## Задание a
Ответьте по фрагменту о романе «Мастер и Маргарита»:
(i) Какие дни писатель выбрал временем действия романа?
(ii) Что Булгаков написал своему брату Николаю?
(iii) В каком городе и в каком году вышло издание, из предисловия к которому взяты слова архиепископа Иоанна?

## Фрагмент текста
-*-

Воланд, как фигура многофункциональная, вытворяет массу антихристианских вещей, делая все наоборот. Писатель, выбрав временем действия предпасхальные дни, тем самым предоставил Воланду широчайшие возможности для проявления своей «дьявольской» сути перевертыша в антихристианской ритуалистике, что особенно хорошо просматривается на великом бале у сатаны.
Но все это придумано, как мы уже отмечали, опять-таки для «похожести» — чтобы Воланд хотя бы в чем-то походил на дьявола, хотя, надо заметить, и в этой части Булгаков весьма вольно и своеобразно толкует демоническую ритуалистику, поскольку не она для него главное. Главная задача Воланда, по мысли писателя,— борьба со злом, хотя бы и в рамках формулы: «Я — часть той силы, что вечно хочет зла и вечно совершает благо».
Разумеется, такая идея (гениальная и сомнительная в одно и то же время) могла возникнуть у писателя только в состоянии, близком к отчаянию. И это подтверждается множеством фактов, которые мы уже приводили (травля, слежка, доносы, допросы). И сам писатель не скрывал своего состояния. Обратим внимание на концовку процитированного письма к М. Горькому: «…мне не к кому обратиться…» Чуть позже Булгаков писал своему брату Николаю: «Защиты и помощи у меня нет».
Так где же искать защиту и помощь? Ответ вроде бы дан в романе: «Конечно, когда люди так несчастны, как мы, они ищут спасения у трансцедентной силы…» То есть у выдуманного «спасителя» Воланда… Между тем писатель понимал и ощущал каждый день, что сотворенный им защитник несчастных, вроде бы дьявол, не может победить дьявола подлинного, установившего в России свои порядки. Но отнять у него возможность «разговаривать наедине с самим собою» могла только смерть…
Сбылось предсказание архиепископа Сан-Францисского Иоанна о том, что роман «Мастер и Маргарита» будет в центре внимания писателей, критиков, публицистов и ученых… «О книге Булгакова будут писать,— подчеркивал архиепископ.— И о ней нелегко будет писать тем, кто станет писать» (предисловие к изданию: М. Б у л г а к о в. Мастер и Маргарита. Париж, 1967. С. 9).

-*-

## Исходные записи
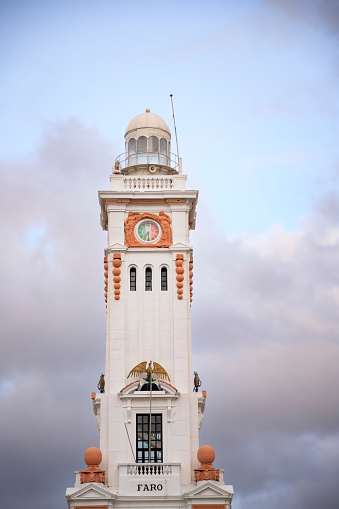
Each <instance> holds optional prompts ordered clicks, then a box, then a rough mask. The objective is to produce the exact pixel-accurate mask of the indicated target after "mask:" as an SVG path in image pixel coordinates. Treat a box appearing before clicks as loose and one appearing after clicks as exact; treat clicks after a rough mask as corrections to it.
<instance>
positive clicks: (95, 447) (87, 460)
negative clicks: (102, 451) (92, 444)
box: [84, 447, 102, 466]
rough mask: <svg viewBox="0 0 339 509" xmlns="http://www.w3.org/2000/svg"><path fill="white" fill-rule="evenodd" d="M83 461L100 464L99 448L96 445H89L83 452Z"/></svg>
mask: <svg viewBox="0 0 339 509" xmlns="http://www.w3.org/2000/svg"><path fill="white" fill-rule="evenodd" d="M84 458H85V463H86V464H87V465H88V466H90V465H95V466H96V465H100V463H101V460H102V454H101V451H100V449H98V448H97V447H89V448H88V449H87V451H86V452H85V454H84Z"/></svg>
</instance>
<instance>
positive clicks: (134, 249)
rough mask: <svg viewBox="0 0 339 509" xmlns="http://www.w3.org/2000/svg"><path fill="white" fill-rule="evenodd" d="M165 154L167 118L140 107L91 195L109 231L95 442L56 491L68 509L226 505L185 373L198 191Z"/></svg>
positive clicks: (177, 167) (224, 485)
mask: <svg viewBox="0 0 339 509" xmlns="http://www.w3.org/2000/svg"><path fill="white" fill-rule="evenodd" d="M170 150H171V133H170V131H169V128H168V126H167V125H166V123H165V121H164V120H163V119H162V118H161V117H160V116H158V115H155V114H154V113H151V112H150V110H149V109H147V110H146V112H145V113H142V114H140V115H137V116H136V117H135V118H133V119H132V120H131V122H130V123H129V125H128V127H127V129H126V132H125V152H124V153H123V154H122V155H121V156H119V157H118V158H117V159H116V162H115V165H114V167H113V173H112V175H111V177H110V178H111V189H110V190H109V191H100V192H99V201H100V206H101V225H102V228H103V229H104V230H107V232H108V245H107V247H106V249H105V259H104V269H105V282H106V287H105V291H106V299H105V300H106V302H107V333H106V369H105V376H103V375H102V377H101V381H100V384H99V388H100V392H99V393H97V394H96V393H93V394H92V399H93V408H94V413H95V415H96V418H97V422H98V429H99V431H100V450H99V449H97V448H93V447H92V448H90V449H88V450H87V451H86V453H85V461H86V463H87V468H86V469H84V470H82V471H80V472H76V482H75V486H74V488H68V489H67V492H66V498H67V502H68V505H69V508H72V509H73V508H76V507H77V508H85V507H86V508H87V509H88V508H101V509H104V508H105V509H113V508H130V509H132V508H137V507H142V508H154V509H159V508H162V507H168V508H184V507H185V508H186V507H187V508H193V509H194V508H199V509H208V508H213V509H221V508H224V509H230V506H231V501H232V496H233V489H232V486H225V484H224V482H223V470H217V469H215V468H214V467H213V465H212V463H213V461H214V450H213V449H212V448H211V447H209V446H202V447H201V448H200V449H199V428H200V426H201V421H202V415H203V411H204V408H205V399H206V393H205V391H202V392H199V389H198V388H199V385H200V384H199V378H198V376H197V375H196V376H195V383H194V379H193V370H192V342H191V302H192V288H193V286H192V285H193V252H192V248H191V247H190V244H189V233H190V230H191V229H194V228H195V217H196V204H197V199H198V191H192V190H187V189H186V175H184V174H183V173H182V167H181V160H180V159H179V160H178V159H177V157H176V156H175V155H173V154H172V153H171V151H170ZM198 450H199V451H198ZM197 453H198V456H197ZM199 462H200V466H199Z"/></svg>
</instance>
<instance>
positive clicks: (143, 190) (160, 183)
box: [124, 176, 174, 191]
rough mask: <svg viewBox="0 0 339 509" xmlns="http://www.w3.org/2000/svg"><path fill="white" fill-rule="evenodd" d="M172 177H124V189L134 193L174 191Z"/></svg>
mask: <svg viewBox="0 0 339 509" xmlns="http://www.w3.org/2000/svg"><path fill="white" fill-rule="evenodd" d="M173 187H174V184H173V178H171V177H162V176H157V177H155V176H154V177H124V188H125V189H128V190H132V191H157V190H159V189H165V190H166V189H173Z"/></svg>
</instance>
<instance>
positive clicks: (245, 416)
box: [0, 0, 339, 509]
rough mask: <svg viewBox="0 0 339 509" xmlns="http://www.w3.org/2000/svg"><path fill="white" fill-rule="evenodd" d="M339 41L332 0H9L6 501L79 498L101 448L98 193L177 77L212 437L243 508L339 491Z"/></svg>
mask: <svg viewBox="0 0 339 509" xmlns="http://www.w3.org/2000/svg"><path fill="white" fill-rule="evenodd" d="M338 56H339V3H338V2H337V1H333V0H323V1H321V0H308V1H306V0H304V1H303V0H248V1H247V0H238V1H237V2H235V1H226V0H225V1H215V0H210V1H209V2H202V1H195V2H192V1H176V0H174V1H172V2H166V3H165V2H152V1H147V0H145V1H144V2H136V1H129V0H126V1H125V2H119V1H113V0H107V1H106V0H97V1H96V2H91V1H89V0H82V1H80V0H68V1H65V0H59V1H55V0H51V1H48V0H44V1H41V0H36V1H29V0H26V1H18V0H11V1H9V0H7V1H6V0H1V1H0V66H1V70H2V72H1V80H0V92H1V93H0V105H1V106H0V108H1V118H0V175H1V176H0V178H1V182H0V207H1V224H0V227H1V238H2V242H1V246H2V249H1V252H0V261H1V263H0V293H1V308H0V331H1V336H0V337H1V357H0V388H1V395H2V402H3V411H2V412H1V416H0V430H1V432H0V450H1V460H2V461H1V467H0V470H1V475H0V492H1V496H2V504H3V507H6V509H17V507H21V506H22V505H24V507H25V508H26V509H33V508H34V509H43V508H46V507H49V508H51V509H60V508H66V501H65V497H64V493H65V490H66V488H67V487H70V486H73V484H74V481H75V476H74V470H78V469H82V468H84V467H85V464H84V461H83V453H84V451H85V450H86V449H87V447H89V446H92V445H94V446H98V445H99V434H98V431H97V428H96V419H95V416H94V414H93V412H92V403H91V397H90V394H91V392H93V391H95V390H96V384H97V382H98V379H99V376H100V373H101V372H102V371H103V369H104V353H105V320H106V314H105V305H104V296H103V287H104V276H103V265H102V259H103V249H104V247H105V244H106V234H105V232H103V231H102V230H101V228H100V224H99V206H98V199H97V191H98V190H99V189H101V190H104V189H108V188H109V175H110V173H111V168H112V166H113V164H114V160H115V157H116V156H117V155H118V154H120V153H121V152H123V150H124V143H123V141H124V139H123V135H124V132H125V128H126V126H127V125H128V123H129V121H130V120H131V119H132V118H133V117H134V116H135V115H137V114H139V113H142V112H143V111H145V108H150V109H151V111H152V112H154V113H157V114H159V115H161V116H162V117H163V118H164V119H165V121H166V122H167V123H168V125H169V127H170V128H171V130H172V134H173V119H172V110H171V102H170V97H169V95H170V94H173V99H174V108H175V115H176V125H177V131H178V141H179V152H180V156H181V157H182V158H183V170H184V172H185V173H187V175H188V182H189V184H188V185H189V187H190V188H193V189H199V203H198V216H197V225H196V230H195V231H193V232H192V233H191V244H192V246H193V247H194V301H193V305H192V337H193V366H194V369H195V370H197V371H198V372H199V376H200V378H201V380H202V389H205V390H206V391H207V404H206V412H205V415H204V420H203V427H202V429H201V444H203V443H208V444H210V445H212V446H213V447H214V448H215V450H216V460H215V463H214V465H215V466H216V467H219V468H224V469H225V474H224V478H225V481H226V484H233V485H234V490H235V496H234V502H233V505H232V507H233V509H247V508H248V507H251V509H259V508H260V509H278V507H279V508H280V507H281V506H282V505H285V504H286V501H287V500H288V505H289V507H290V508H291V509H318V508H319V507H326V509H336V508H337V504H338V503H337V480H338V478H339V401H338V400H339V398H338V387H339V374H338V365H339V364H338V361H339V313H338V306H339V277H338V274H339V201H338V195H339V143H338V131H339V115H338V113H339V111H338V110H339V87H338V85H339V66H338V61H339V60H338ZM172 148H174V143H173V144H172ZM211 345H213V347H212V348H211Z"/></svg>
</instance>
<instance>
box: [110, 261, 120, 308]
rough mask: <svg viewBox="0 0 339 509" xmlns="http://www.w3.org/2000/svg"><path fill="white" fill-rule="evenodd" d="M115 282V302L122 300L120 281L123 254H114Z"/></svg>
mask: <svg viewBox="0 0 339 509" xmlns="http://www.w3.org/2000/svg"><path fill="white" fill-rule="evenodd" d="M113 267H114V269H113V270H112V272H113V276H114V277H113V281H114V298H115V300H120V281H121V277H120V274H121V269H120V267H121V254H120V253H114V255H113Z"/></svg>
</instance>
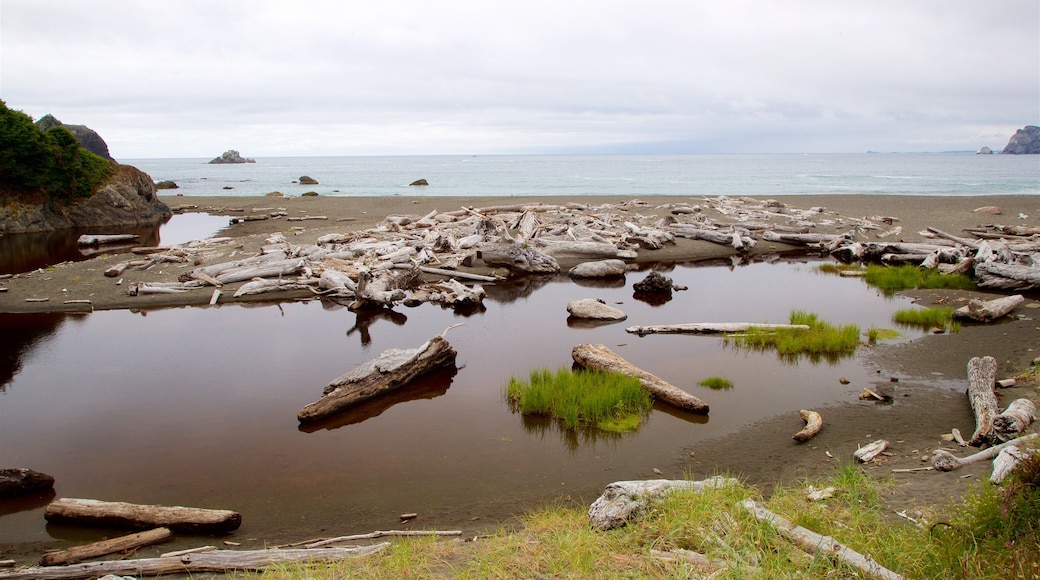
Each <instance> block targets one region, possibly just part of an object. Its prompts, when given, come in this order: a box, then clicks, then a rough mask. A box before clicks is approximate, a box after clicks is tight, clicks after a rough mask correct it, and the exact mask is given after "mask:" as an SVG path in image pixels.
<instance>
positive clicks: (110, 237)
mask: <svg viewBox="0 0 1040 580" xmlns="http://www.w3.org/2000/svg"><path fill="white" fill-rule="evenodd" d="M139 239H140V236H138V235H137V234H109V235H105V234H83V235H82V236H80V237H79V239H77V240H76V243H77V244H78V245H105V244H109V243H123V242H129V241H137V240H139Z"/></svg>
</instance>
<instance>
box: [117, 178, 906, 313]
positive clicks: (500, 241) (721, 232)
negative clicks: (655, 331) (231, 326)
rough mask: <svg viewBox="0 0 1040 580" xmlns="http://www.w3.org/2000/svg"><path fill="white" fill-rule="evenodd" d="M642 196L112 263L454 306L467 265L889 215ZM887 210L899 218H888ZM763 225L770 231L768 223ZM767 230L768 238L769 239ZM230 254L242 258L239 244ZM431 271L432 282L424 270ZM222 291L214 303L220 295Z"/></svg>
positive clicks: (269, 286) (148, 254) (485, 210)
mask: <svg viewBox="0 0 1040 580" xmlns="http://www.w3.org/2000/svg"><path fill="white" fill-rule="evenodd" d="M645 208H646V204H644V203H642V202H639V201H632V202H626V203H622V204H614V205H610V204H604V205H598V206H594V205H588V204H577V203H572V204H566V205H545V204H529V205H513V206H492V207H485V208H478V209H474V208H463V209H460V210H457V211H451V212H437V211H433V212H430V213H427V214H426V215H422V216H418V215H390V216H388V217H387V218H386V219H385V220H384V221H383V222H382V223H380V225H379V226H376V227H374V228H371V229H368V230H363V231H357V232H352V233H348V234H330V235H326V236H322V237H321V238H319V239H317V241H316V243H314V244H304V245H297V244H293V243H290V242H289V240H288V239H286V237H285V236H284V235H283V234H275V235H272V236H271V237H270V238H268V239H267V240H266V243H265V244H264V245H263V247H262V249H261V253H260V254H259V255H255V256H243V257H240V258H238V259H236V260H230V261H224V262H217V259H218V258H220V257H223V256H225V255H226V251H227V249H228V248H229V246H231V245H232V244H234V242H233V241H232V240H228V239H227V238H223V239H219V240H207V241H205V242H192V244H186V245H182V246H173V247H168V248H135V253H138V254H141V253H145V254H147V256H146V257H145V258H141V259H139V260H132V261H126V262H123V263H120V264H118V265H115V266H113V267H112V268H109V270H108V271H106V272H105V273H106V275H109V276H118V275H120V274H121V273H122V272H123V271H124V270H126V269H127V268H140V269H148V268H151V267H154V266H156V265H158V264H163V263H174V264H179V265H181V266H193V267H192V269H190V270H188V271H186V272H184V273H183V274H182V275H181V276H180V281H179V282H177V283H138V284H135V285H133V286H132V287H131V288H130V290H129V293H130V294H133V295H140V294H150V293H175V292H185V291H189V290H192V289H199V288H204V287H213V288H215V289H217V290H218V289H219V288H220V287H223V286H224V285H229V284H235V283H243V282H244V283H245V284H243V285H242V286H241V287H239V288H238V289H237V290H236V291H235V294H234V295H235V296H244V295H252V294H259V293H265V292H278V291H287V290H303V289H310V290H312V291H313V292H314V293H316V294H321V295H324V296H330V297H336V298H345V299H350V300H353V302H352V307H354V308H361V307H363V306H366V305H374V306H391V305H393V304H396V302H400V301H407V302H408V304H411V305H415V304H419V302H423V301H434V302H440V304H444V305H448V306H451V307H459V306H469V305H475V304H479V302H480V301H482V299H483V291H482V290H480V289H478V288H471V287H467V286H466V285H464V284H463V283H462V282H460V281H466V282H494V281H495V280H497V279H496V278H494V276H488V275H479V274H473V273H469V272H467V271H465V268H466V267H468V266H473V265H479V264H482V263H483V265H485V266H490V267H492V268H505V269H508V270H509V272H511V273H555V272H558V271H561V265H560V262H561V261H569V262H578V263H580V262H588V261H594V260H612V259H616V260H630V259H634V258H636V257H638V255H639V251H641V249H657V248H660V247H664V246H665V245H666V244H670V243H674V242H675V240H676V238H690V239H699V240H707V241H710V242H713V243H719V244H724V245H727V246H731V247H732V248H733V249H734V251H736V252H748V251H749V249H750V248H752V247H754V245H755V244H756V243H757V240H756V233H759V232H766V231H769V232H773V233H782V234H783V235H791V236H798V235H807V234H806V233H807V232H808V231H809V230H810V229H811V228H814V227H817V226H834V225H838V226H842V225H848V226H850V227H853V228H858V229H861V230H870V229H880V228H882V226H883V225H884V221H883V220H884V219H886V218H881V217H879V218H877V219H873V218H872V219H855V218H847V217H841V216H837V215H836V214H832V213H828V212H826V211H825V210H824V209H823V208H810V209H809V210H798V209H792V208H787V207H785V206H784V205H783V204H780V203H778V202H773V201H765V202H759V201H756V200H751V199H748V197H740V199H730V197H716V199H705V200H703V202H702V203H699V204H694V205H691V204H688V203H676V204H668V205H665V206H658V207H656V208H654V209H658V210H661V211H660V213H662V214H664V215H662V216H658V215H647V214H644V213H642V212H636V211H633V210H636V209H645ZM887 219H889V220H890V219H891V218H887ZM762 235H763V236H764V234H762ZM763 239H765V238H763ZM230 254H231V255H230V256H228V258H236V257H237V256H236V255H237V254H238V251H237V249H236V251H232V252H231V253H230ZM431 278H432V279H433V282H430V281H427V280H426V279H431ZM219 295H220V294H219V292H218V291H217V292H214V295H213V300H212V301H213V302H215V301H216V300H218V299H219Z"/></svg>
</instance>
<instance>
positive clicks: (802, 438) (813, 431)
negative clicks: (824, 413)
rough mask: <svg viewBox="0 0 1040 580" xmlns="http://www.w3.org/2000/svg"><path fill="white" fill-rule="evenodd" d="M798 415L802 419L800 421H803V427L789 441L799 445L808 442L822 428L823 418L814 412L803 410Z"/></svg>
mask: <svg viewBox="0 0 1040 580" xmlns="http://www.w3.org/2000/svg"><path fill="white" fill-rule="evenodd" d="M798 415H799V417H801V418H802V421H805V427H804V428H803V429H802V430H800V431H798V432H797V433H795V434H794V436H792V437H791V439H794V440H795V441H797V442H799V443H803V442H806V441H809V440H810V439H812V438H813V437H815V436H816V433H818V432H820V429H822V428H823V427H824V418H823V417H821V415H820V414H818V413H816V412H815V411H806V410H804V408H803V410H802V411H799V412H798Z"/></svg>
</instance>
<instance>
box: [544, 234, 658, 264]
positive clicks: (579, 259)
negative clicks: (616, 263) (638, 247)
mask: <svg viewBox="0 0 1040 580" xmlns="http://www.w3.org/2000/svg"><path fill="white" fill-rule="evenodd" d="M536 246H537V247H538V248H539V249H541V251H542V252H544V253H545V254H547V255H549V256H551V257H552V258H554V259H556V260H607V259H610V258H618V259H622V260H629V259H634V258H638V257H639V253H636V252H634V251H629V249H620V248H618V246H617V245H615V244H613V243H607V242H599V241H565V240H542V239H540V240H538V241H537V243H536Z"/></svg>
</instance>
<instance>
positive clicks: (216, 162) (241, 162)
mask: <svg viewBox="0 0 1040 580" xmlns="http://www.w3.org/2000/svg"><path fill="white" fill-rule="evenodd" d="M256 162H257V160H256V159H250V158H249V157H242V156H241V155H240V154H239V153H238V152H237V151H235V150H233V149H229V150H228V151H225V152H224V153H222V154H220V156H219V157H216V158H214V159H212V160H211V161H210V163H213V164H217V165H218V164H222V163H256Z"/></svg>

-*-

## Задание b
Найдите в записях выше все строки со словом "negative" и выпишите их. Регистр букв учитывается.

## Письменный ответ a
(i) Предпасхальные дни.
(ii) «Защиты и помощи у меня нет».
(iii) В Париже, в 1967 году.

## Письменный ответ b
negative clicks: (102, 451) (92, 444)
negative clicks: (655, 331) (231, 326)
negative clicks: (824, 413)
negative clicks: (616, 263) (638, 247)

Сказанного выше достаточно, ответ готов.